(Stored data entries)
□ □ □ □ □

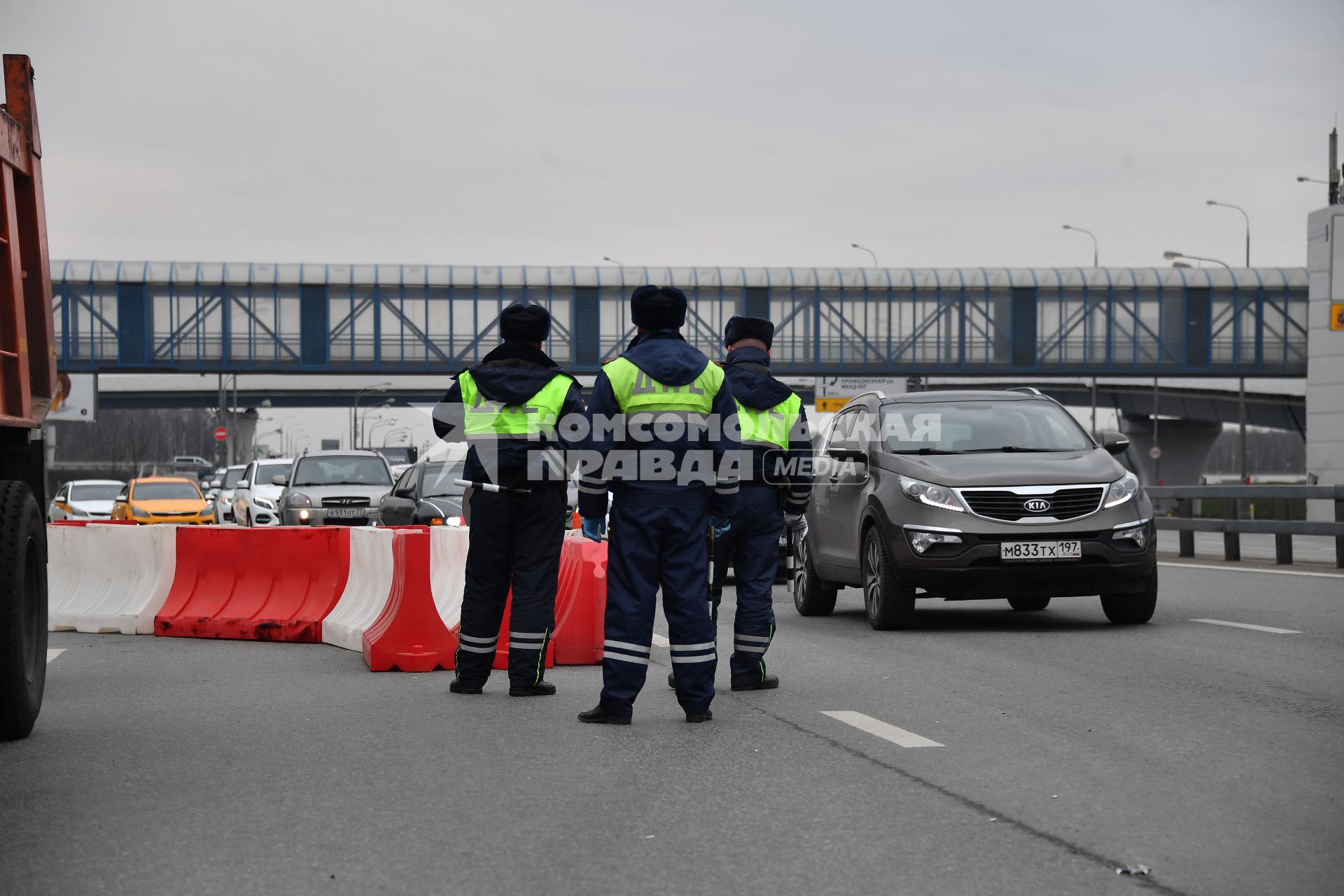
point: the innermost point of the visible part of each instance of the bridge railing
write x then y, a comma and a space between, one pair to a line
1233, 527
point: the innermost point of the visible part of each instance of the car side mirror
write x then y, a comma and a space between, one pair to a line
1114, 442
848, 454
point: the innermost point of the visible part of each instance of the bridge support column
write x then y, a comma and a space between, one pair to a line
1324, 354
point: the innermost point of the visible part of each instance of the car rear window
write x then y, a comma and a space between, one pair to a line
981, 426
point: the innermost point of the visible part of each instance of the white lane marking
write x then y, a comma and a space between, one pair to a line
1246, 625
1228, 568
881, 729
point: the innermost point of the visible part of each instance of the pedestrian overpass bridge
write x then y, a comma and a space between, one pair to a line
255, 317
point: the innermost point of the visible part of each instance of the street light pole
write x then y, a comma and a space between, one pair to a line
1170, 255
1214, 202
867, 250
1096, 253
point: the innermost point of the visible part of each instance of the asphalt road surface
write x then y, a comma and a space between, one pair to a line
1066, 748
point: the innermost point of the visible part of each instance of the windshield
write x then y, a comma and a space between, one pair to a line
342, 470
267, 472
176, 491
961, 428
94, 492
438, 480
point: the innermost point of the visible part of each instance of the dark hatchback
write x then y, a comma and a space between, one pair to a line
971, 496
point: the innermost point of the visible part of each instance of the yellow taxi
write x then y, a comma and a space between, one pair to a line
163, 498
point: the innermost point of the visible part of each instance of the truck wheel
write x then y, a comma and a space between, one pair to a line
1132, 609
811, 596
889, 603
23, 610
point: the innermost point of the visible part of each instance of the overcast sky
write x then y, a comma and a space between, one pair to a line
687, 133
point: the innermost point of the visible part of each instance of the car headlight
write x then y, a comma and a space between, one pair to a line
1123, 489
939, 496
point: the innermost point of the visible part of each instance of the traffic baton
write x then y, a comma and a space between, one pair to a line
491, 486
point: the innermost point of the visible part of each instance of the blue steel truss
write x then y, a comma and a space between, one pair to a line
387, 318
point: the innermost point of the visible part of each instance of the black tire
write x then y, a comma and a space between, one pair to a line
23, 610
812, 597
1132, 609
889, 603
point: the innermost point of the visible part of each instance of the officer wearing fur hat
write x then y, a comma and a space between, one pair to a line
773, 426
508, 409
667, 468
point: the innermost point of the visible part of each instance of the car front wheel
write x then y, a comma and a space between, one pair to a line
1132, 609
811, 596
888, 603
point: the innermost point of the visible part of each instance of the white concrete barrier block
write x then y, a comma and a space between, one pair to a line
366, 590
109, 578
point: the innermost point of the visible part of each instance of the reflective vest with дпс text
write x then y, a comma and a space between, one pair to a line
769, 426
536, 416
638, 391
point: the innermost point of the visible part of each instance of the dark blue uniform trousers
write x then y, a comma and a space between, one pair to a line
752, 546
652, 547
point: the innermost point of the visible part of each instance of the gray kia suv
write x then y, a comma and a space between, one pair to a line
974, 496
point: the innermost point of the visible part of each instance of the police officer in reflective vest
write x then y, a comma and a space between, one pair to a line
659, 421
508, 407
774, 428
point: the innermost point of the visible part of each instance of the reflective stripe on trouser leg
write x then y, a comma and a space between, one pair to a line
758, 526
538, 536
488, 559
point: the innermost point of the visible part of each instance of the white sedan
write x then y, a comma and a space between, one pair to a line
84, 500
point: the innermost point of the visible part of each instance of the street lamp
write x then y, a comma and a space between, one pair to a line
1094, 241
1214, 202
354, 409
867, 250
1170, 255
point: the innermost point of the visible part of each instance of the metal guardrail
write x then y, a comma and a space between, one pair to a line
1233, 528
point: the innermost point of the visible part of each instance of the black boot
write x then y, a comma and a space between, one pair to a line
598, 716
539, 690
765, 682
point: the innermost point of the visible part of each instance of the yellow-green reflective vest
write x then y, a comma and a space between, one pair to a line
769, 425
638, 391
536, 416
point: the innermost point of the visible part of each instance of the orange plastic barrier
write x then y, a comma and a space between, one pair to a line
258, 584
581, 603
409, 634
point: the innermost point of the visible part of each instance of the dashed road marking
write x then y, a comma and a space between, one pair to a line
1222, 568
1246, 625
876, 727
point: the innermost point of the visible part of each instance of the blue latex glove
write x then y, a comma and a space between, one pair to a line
594, 528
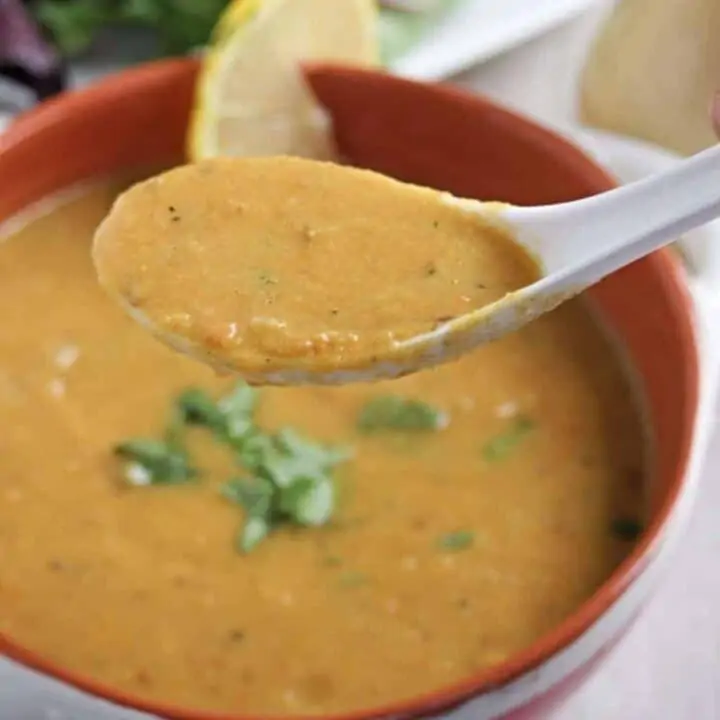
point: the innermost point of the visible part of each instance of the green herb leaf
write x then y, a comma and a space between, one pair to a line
239, 408
153, 462
627, 529
254, 495
456, 541
198, 408
289, 476
253, 532
499, 447
391, 412
309, 501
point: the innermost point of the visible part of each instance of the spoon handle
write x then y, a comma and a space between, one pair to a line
588, 239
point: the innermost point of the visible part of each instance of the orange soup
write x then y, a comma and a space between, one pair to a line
189, 540
265, 263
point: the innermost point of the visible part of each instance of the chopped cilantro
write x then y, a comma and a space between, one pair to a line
627, 529
291, 483
254, 495
154, 462
456, 541
390, 412
230, 419
288, 478
499, 447
251, 533
196, 407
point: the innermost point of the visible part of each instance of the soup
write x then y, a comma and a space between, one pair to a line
477, 506
266, 263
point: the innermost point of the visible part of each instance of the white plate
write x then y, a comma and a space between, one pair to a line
474, 31
479, 29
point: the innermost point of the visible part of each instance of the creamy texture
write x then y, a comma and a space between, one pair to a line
267, 263
143, 589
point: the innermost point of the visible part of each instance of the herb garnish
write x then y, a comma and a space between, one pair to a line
627, 529
154, 462
287, 478
390, 412
456, 541
290, 483
499, 447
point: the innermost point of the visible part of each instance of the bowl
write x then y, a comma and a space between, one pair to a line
444, 138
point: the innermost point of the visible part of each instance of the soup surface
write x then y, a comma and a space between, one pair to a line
266, 263
451, 546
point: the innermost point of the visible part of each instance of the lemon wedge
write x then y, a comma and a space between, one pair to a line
251, 98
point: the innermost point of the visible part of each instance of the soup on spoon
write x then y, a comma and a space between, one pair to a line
281, 269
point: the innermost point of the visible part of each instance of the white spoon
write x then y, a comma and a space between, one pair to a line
575, 245
579, 243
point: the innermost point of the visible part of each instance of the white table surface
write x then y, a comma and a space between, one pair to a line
663, 670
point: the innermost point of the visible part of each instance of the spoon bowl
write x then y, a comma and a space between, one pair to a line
574, 245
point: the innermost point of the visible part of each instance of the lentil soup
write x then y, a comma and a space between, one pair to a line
453, 517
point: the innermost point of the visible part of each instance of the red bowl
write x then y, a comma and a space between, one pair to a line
441, 137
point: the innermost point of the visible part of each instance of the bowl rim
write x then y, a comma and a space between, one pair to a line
664, 265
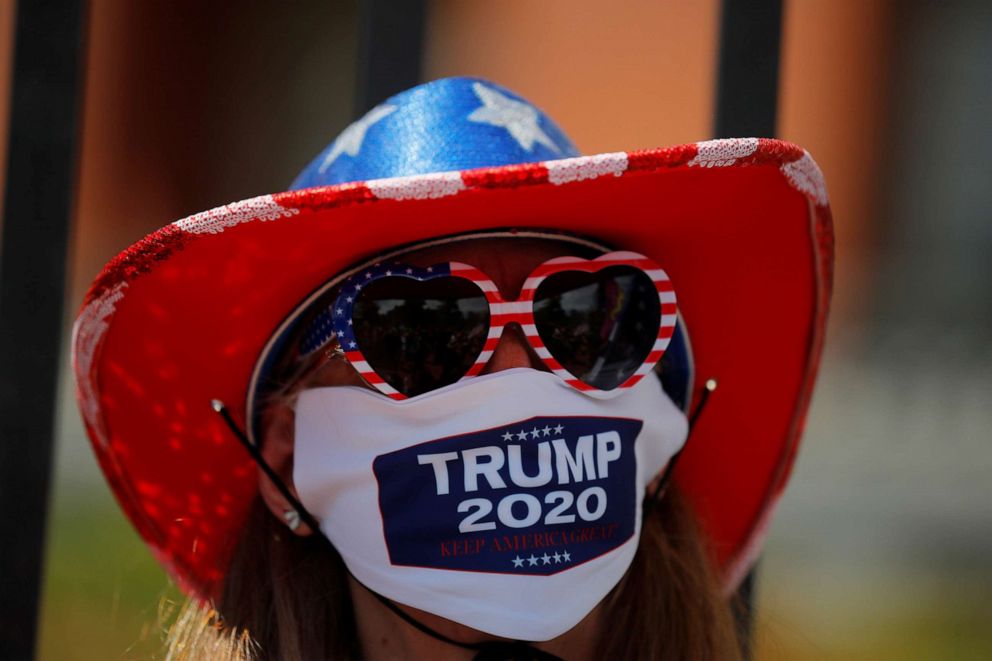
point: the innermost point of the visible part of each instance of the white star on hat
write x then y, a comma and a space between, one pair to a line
517, 117
350, 140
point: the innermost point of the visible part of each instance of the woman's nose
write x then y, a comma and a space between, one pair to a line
512, 350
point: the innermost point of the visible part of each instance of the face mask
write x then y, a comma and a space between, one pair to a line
510, 502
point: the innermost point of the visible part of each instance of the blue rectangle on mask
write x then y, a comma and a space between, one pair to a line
537, 496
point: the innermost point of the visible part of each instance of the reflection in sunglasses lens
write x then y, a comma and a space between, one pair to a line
419, 336
600, 326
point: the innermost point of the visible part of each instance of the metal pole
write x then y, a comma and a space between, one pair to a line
38, 198
747, 82
390, 49
746, 106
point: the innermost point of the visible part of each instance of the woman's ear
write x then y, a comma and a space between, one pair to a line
277, 450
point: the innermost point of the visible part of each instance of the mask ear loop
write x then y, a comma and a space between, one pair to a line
659, 491
518, 650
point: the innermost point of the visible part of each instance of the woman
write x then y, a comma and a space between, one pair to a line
463, 391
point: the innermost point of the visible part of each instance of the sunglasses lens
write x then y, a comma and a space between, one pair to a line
420, 336
600, 326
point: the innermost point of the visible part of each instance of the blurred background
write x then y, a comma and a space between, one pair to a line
882, 547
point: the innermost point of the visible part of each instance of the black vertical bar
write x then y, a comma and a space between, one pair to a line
38, 201
747, 82
746, 106
390, 49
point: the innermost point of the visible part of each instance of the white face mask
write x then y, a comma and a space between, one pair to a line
510, 502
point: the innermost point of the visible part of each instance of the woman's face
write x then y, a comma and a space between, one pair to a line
507, 262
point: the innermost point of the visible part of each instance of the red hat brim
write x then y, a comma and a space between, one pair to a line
741, 226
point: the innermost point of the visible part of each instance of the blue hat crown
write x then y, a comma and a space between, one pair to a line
444, 125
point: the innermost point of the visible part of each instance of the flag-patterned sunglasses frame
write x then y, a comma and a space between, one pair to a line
336, 322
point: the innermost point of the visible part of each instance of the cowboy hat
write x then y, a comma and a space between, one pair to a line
188, 314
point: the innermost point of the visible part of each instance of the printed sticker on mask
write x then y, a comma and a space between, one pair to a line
538, 496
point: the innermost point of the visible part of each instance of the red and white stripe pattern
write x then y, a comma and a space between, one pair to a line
503, 312
666, 297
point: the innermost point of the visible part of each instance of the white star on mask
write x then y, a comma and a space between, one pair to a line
517, 117
350, 140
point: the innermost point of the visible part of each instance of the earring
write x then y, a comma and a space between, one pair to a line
292, 519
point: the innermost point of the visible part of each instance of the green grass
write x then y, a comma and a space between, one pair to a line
103, 590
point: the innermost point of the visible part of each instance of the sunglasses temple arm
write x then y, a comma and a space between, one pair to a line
659, 490
256, 455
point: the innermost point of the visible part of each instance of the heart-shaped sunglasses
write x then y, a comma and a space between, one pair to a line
598, 324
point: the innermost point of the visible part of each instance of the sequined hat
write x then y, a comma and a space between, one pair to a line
189, 314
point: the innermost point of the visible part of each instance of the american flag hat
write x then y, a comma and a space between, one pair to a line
199, 309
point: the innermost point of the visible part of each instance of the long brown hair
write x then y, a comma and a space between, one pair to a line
290, 595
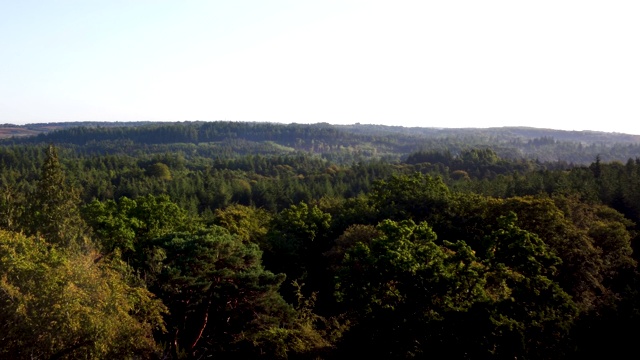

□ □ □ □ □

### YOUR INSTRUCTIONS
Return every line of the records above that contains the word "herb". Case counts.

### RESULT OF THE EXERCISE
point: the innermost point of the visible part of each instance of the green herb leaf
point: the innermost point of the visible part of each instance of the herb garnish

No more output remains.